[Exercise aim]
Your task is to copy every record exactly.

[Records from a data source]

• • • • •

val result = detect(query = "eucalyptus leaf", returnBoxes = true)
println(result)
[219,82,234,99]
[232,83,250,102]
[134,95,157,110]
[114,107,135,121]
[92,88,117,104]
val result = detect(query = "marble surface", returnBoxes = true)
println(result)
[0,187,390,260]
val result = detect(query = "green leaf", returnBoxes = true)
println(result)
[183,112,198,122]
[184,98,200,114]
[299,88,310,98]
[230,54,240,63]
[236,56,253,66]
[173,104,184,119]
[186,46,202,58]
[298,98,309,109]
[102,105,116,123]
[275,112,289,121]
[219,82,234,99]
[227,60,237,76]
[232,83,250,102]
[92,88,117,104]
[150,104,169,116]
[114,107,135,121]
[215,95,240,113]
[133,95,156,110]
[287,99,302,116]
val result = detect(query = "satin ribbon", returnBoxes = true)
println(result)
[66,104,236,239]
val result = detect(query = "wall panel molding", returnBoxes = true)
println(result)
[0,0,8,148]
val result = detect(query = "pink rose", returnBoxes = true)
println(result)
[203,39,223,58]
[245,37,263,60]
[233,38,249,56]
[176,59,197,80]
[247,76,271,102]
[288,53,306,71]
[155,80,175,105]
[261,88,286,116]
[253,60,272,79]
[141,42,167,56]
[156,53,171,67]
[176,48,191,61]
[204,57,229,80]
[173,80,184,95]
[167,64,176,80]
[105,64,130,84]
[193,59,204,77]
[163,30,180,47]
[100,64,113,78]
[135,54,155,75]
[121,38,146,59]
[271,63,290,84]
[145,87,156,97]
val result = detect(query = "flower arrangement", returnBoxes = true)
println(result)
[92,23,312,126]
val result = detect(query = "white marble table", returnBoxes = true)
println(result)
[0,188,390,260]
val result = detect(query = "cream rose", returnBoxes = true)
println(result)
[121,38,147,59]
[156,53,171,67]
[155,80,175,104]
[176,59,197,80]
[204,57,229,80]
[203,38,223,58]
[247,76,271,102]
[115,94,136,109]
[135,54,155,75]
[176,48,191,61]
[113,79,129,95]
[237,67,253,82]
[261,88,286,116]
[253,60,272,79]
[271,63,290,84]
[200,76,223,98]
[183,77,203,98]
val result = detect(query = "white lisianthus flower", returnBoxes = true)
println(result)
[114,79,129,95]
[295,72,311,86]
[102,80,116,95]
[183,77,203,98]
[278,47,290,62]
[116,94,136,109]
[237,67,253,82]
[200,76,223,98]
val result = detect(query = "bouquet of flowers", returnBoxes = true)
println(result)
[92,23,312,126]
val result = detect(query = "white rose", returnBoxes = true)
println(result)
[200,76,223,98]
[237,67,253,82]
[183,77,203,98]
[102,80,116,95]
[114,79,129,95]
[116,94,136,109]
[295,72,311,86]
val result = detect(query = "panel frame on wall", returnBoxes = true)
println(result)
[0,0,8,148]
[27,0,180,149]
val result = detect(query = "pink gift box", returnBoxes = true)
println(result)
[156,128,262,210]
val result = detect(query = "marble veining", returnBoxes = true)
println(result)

• • • • •

[Full solution]
val result = detect(query = "eucalyptus leaf", returnBoxes = true)
println(result)
[219,82,234,99]
[232,83,250,102]
[134,95,157,110]
[114,107,135,121]
[92,88,117,104]
val result = detect(query = "marble surface", returnBoxes = true)
println(result)
[0,187,390,260]
val result = detect(query = "green leaf", returnBoxes = true)
println(result)
[183,112,198,122]
[184,98,200,114]
[299,88,310,98]
[230,54,240,63]
[236,56,253,66]
[173,104,184,119]
[186,46,202,58]
[298,98,309,109]
[102,105,116,123]
[275,112,289,121]
[219,82,234,99]
[227,60,237,76]
[232,83,250,102]
[92,88,117,104]
[150,104,169,116]
[114,107,135,121]
[215,95,240,113]
[133,95,156,110]
[287,99,302,116]
val result = detect(query = "satin ribbon", returnBoxes = true)
println(result)
[66,104,236,239]
val result = detect(query = "wall panel molding", returnBoxes = true)
println(result)
[0,0,8,148]
val result = detect(query = "pink rose", returnBoxes = true)
println(result)
[203,39,223,58]
[245,37,263,60]
[233,38,249,56]
[176,59,197,80]
[247,76,271,102]
[288,53,306,71]
[155,80,175,105]
[261,88,286,116]
[253,60,272,79]
[141,42,167,56]
[156,53,171,67]
[176,48,191,61]
[204,57,229,80]
[173,80,184,95]
[167,64,176,80]
[105,64,130,84]
[193,59,204,77]
[163,30,180,47]
[100,64,113,78]
[135,54,155,75]
[121,38,146,59]
[271,63,290,84]
[145,87,156,97]
val result = detect(query = "flower arrangement", returnBoxes = true)
println(result)
[92,23,312,126]
val result = detect(query = "white marble table", returnBoxes = true)
println(result)
[0,188,390,260]
val result = detect(query = "cream rose", returnBoxes = true)
println(result)
[121,38,147,59]
[156,53,171,67]
[155,80,175,104]
[176,59,197,80]
[204,57,229,80]
[203,38,223,58]
[247,76,271,102]
[115,94,136,109]
[135,54,155,75]
[176,48,191,61]
[113,79,129,95]
[237,67,253,82]
[261,88,286,116]
[253,60,272,79]
[271,63,290,84]
[200,76,223,98]
[183,77,203,98]
val result = detect(query = "white lisianthus flower", returnBoxes = true)
println(result)
[114,79,129,95]
[295,72,311,86]
[102,80,116,95]
[183,77,203,98]
[278,47,290,62]
[116,94,136,109]
[237,67,253,82]
[200,76,223,98]
val result = detect(query = "bouquet of flowers", returnBoxes = true)
println(result)
[92,23,312,126]
val result = detect(query = "white rose", returnBoxes = true)
println(result)
[200,76,223,98]
[237,67,253,82]
[183,77,203,98]
[102,80,116,95]
[114,79,129,95]
[116,94,136,109]
[295,72,311,86]
val result = detect(query = "panel frame on wall", returnBoxes = true)
println(result)
[0,0,8,148]
[27,0,180,149]
val result = detect(query = "pink gift box", returnBoxes = true)
println(result)
[156,128,262,210]
val result = detect(query = "marble veining", returnBoxes = true)
println(result)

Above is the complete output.